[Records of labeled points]

--------------------------------

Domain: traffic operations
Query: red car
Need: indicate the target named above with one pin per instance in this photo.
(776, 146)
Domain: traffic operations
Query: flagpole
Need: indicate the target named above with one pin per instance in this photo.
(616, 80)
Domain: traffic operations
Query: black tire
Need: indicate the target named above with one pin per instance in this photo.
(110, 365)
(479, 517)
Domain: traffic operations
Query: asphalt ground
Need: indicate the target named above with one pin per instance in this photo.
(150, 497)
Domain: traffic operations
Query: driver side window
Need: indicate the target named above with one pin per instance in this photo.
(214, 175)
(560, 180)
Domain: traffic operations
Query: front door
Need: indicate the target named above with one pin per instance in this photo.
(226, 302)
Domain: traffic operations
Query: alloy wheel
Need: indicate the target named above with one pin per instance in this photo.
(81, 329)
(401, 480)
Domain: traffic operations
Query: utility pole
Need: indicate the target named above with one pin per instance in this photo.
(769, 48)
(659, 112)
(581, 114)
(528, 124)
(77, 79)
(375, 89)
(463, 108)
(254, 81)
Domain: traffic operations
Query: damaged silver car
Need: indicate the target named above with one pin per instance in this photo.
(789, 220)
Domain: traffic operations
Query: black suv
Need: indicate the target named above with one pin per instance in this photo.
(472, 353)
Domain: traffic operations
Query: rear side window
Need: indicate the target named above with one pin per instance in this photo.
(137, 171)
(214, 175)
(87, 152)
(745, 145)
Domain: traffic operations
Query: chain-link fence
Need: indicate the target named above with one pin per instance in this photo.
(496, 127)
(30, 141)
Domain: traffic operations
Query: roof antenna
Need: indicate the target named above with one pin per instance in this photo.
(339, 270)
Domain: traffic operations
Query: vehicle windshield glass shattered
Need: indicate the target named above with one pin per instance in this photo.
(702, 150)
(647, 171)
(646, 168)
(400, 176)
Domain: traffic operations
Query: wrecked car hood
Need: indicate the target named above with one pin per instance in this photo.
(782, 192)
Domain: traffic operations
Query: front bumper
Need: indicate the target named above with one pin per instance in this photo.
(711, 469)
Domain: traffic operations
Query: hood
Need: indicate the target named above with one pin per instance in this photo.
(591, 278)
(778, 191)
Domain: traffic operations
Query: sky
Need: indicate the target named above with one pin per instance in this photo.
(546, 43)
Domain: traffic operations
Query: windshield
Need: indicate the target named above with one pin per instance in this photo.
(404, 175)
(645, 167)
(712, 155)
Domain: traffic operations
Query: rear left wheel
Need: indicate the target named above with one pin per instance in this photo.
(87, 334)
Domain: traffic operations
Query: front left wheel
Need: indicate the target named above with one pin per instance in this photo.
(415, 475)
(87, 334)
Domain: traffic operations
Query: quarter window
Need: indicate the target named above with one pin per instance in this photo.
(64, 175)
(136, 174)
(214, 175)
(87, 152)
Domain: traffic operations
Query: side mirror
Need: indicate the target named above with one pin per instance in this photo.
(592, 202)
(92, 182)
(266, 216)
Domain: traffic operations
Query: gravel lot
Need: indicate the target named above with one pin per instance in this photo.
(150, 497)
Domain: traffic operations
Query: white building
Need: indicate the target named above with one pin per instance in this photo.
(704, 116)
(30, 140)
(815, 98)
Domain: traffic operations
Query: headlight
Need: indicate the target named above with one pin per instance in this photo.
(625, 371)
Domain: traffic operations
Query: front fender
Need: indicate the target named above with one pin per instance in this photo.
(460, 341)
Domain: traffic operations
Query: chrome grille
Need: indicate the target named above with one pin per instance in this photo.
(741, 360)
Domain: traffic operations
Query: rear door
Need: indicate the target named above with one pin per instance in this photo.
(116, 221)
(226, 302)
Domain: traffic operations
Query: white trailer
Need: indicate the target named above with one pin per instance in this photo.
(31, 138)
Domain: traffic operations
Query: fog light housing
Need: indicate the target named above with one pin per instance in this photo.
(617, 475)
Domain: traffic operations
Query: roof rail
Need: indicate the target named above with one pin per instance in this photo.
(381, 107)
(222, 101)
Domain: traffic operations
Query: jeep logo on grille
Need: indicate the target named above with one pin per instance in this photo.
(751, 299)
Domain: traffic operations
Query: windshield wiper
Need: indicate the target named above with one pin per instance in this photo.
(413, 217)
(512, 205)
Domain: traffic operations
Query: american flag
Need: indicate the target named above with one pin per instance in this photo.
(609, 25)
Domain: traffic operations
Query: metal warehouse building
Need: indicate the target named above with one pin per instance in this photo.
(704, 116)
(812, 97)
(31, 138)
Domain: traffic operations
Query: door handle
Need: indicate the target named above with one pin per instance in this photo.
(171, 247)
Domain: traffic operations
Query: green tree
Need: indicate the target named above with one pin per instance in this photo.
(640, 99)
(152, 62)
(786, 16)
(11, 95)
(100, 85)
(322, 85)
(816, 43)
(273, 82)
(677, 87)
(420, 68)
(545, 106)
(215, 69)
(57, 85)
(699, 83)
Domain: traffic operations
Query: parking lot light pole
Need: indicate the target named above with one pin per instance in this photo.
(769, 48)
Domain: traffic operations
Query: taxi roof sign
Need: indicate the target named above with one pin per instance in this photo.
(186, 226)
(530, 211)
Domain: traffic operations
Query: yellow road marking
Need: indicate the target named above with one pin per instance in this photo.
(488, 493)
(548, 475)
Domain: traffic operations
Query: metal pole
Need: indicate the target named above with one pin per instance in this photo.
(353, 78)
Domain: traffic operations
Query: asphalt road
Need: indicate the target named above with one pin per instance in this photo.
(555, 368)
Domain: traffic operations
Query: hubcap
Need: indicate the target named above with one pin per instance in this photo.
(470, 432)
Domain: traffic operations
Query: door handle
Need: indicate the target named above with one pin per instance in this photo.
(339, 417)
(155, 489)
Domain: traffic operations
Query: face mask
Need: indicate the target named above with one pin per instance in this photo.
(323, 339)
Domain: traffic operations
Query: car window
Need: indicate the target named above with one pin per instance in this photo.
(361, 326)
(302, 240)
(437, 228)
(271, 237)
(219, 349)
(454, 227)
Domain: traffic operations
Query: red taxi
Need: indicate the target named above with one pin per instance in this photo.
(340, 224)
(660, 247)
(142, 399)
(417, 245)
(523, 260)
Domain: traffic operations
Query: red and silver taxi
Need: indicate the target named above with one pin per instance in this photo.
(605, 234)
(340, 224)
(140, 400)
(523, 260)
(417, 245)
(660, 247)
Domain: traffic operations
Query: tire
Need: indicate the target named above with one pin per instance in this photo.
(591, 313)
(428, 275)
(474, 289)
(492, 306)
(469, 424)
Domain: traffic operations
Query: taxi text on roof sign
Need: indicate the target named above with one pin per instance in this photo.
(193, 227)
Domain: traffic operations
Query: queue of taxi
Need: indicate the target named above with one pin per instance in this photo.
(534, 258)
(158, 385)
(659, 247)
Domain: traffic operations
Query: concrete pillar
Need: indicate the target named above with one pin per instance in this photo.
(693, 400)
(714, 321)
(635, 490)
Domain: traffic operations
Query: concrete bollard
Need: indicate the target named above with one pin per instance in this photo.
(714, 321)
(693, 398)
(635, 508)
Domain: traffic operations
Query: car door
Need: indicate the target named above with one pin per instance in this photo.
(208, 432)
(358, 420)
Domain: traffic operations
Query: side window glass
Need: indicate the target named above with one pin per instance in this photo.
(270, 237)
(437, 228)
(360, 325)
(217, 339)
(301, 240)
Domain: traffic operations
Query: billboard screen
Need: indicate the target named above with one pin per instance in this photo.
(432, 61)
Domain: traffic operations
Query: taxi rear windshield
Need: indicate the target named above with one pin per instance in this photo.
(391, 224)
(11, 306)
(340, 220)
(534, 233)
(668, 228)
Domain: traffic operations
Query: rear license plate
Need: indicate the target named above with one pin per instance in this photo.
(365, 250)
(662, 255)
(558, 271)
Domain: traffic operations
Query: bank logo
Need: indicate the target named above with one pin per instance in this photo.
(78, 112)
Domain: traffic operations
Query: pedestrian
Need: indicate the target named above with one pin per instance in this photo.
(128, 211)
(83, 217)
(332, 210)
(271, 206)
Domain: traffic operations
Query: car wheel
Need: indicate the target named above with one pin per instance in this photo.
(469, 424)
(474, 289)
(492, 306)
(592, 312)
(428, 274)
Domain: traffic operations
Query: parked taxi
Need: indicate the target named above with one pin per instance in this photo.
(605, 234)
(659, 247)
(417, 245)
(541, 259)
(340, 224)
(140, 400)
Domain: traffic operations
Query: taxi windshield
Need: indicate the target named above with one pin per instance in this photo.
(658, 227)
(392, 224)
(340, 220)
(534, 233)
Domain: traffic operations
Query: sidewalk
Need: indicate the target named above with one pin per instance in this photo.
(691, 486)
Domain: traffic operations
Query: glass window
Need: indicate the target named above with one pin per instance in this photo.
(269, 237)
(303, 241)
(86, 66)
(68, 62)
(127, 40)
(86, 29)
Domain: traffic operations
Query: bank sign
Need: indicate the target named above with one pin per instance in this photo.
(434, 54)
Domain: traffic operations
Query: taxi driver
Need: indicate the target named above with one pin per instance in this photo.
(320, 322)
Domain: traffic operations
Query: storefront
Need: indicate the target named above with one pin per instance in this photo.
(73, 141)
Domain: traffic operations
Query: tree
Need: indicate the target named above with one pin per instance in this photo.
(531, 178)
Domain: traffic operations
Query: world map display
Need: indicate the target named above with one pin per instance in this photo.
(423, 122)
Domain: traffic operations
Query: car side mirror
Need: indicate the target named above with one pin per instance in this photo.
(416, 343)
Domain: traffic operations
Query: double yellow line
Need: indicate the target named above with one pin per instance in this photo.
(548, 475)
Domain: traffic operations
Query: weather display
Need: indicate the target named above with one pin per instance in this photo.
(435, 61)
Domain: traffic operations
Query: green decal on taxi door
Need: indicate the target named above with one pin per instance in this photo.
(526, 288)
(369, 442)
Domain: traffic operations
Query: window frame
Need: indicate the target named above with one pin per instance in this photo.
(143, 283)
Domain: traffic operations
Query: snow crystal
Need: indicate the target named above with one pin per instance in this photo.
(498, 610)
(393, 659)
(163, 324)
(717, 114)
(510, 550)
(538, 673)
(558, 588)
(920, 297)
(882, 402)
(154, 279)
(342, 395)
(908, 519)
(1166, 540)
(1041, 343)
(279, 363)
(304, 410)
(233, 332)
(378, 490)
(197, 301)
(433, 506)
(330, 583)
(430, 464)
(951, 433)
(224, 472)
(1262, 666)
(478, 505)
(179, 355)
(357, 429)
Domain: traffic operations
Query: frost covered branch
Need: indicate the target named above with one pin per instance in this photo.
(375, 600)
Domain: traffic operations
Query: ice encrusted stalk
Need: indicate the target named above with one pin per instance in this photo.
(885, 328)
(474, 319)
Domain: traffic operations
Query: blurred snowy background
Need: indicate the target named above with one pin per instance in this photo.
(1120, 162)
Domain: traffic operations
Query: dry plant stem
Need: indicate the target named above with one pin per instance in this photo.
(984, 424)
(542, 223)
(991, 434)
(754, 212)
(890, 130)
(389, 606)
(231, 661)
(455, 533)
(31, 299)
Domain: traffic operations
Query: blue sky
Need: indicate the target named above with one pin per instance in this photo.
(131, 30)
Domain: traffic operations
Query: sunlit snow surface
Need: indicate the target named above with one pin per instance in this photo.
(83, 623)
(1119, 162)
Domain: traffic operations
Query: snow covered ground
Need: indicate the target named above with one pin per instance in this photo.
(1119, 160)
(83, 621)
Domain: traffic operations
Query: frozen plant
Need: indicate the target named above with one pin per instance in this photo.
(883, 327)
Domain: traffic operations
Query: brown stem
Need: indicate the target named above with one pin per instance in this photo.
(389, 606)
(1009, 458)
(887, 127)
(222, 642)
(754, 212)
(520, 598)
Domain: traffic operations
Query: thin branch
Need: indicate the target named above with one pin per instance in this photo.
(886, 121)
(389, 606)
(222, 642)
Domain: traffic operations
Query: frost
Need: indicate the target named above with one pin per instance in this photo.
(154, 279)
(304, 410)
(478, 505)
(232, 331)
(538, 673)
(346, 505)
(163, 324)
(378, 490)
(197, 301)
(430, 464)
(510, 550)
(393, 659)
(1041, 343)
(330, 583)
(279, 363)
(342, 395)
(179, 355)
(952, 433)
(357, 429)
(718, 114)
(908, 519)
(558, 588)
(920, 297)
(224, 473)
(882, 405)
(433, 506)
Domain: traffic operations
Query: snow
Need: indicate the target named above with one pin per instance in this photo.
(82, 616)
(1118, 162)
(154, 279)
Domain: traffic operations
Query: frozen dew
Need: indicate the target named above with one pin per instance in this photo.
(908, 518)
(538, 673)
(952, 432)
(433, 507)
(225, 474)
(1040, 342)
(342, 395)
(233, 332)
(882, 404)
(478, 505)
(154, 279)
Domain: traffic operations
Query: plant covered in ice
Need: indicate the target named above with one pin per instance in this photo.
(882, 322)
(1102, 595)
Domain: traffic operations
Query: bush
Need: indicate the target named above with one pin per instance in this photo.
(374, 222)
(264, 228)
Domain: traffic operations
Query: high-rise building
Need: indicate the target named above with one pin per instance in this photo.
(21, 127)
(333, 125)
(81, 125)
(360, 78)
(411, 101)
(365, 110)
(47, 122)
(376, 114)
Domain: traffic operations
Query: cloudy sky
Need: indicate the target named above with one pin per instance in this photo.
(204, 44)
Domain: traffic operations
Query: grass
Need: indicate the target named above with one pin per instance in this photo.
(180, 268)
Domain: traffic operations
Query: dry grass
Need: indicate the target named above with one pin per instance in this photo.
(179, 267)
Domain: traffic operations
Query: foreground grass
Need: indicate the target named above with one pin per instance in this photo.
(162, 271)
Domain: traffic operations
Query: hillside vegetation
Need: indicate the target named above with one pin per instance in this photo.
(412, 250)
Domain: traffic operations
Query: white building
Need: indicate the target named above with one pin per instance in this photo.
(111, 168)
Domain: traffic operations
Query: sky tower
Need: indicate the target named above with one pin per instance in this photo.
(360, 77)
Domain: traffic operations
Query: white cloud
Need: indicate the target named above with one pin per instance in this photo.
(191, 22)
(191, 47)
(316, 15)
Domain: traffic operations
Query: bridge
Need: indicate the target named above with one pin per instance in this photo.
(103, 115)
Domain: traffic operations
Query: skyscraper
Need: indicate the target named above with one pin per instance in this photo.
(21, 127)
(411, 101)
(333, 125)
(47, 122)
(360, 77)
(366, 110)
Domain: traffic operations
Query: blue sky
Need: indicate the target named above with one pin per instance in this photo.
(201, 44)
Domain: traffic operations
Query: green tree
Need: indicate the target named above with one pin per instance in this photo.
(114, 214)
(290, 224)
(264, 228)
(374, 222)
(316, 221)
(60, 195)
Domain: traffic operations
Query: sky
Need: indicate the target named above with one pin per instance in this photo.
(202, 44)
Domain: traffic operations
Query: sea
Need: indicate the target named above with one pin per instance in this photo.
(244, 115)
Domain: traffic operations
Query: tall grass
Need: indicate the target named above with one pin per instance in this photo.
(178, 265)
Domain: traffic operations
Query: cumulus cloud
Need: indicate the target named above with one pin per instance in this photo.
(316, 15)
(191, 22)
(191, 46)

--------------------------------

Pull out every line of the entries above that contains the string "window", and treat uppercase and lowercase as different.

Query: driver side window
Query: rear side window
Query: quarter window
Query: car window
Query: side window glass
Query: glass window
Query: window frame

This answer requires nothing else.